> _GOAL_:
Update the entries so that every "Example invocation" becomes "Sample call" and everything else stays the same, and omit the pictures from your answer.

++++

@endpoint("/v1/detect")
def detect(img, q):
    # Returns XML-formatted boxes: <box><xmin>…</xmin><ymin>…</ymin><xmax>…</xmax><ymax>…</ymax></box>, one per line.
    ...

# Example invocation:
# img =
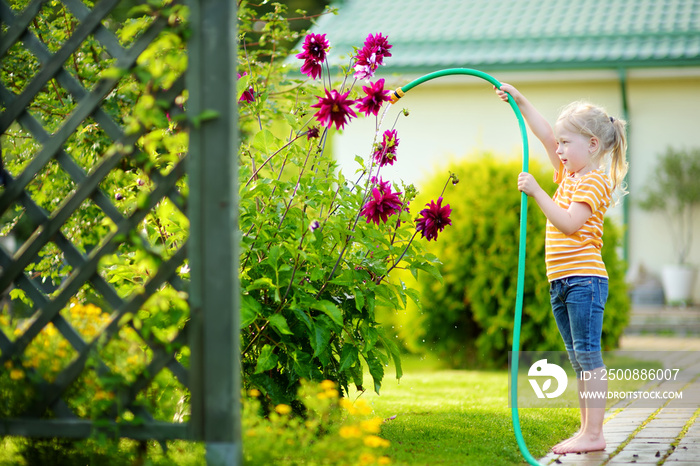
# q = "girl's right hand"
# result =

++++

> _ANSWER FOR THE TASK_:
@endpoint("/v1/detect")
def detect(img, q):
    # Returns XML-formatted boxes: <box><xmin>…</xmin><ymin>…</ymin><xmax>…</xmax><ymax>…</ymax></box>, one per line.
    ...

# Sample call:
# img =
# q = "girl's right hand"
# result =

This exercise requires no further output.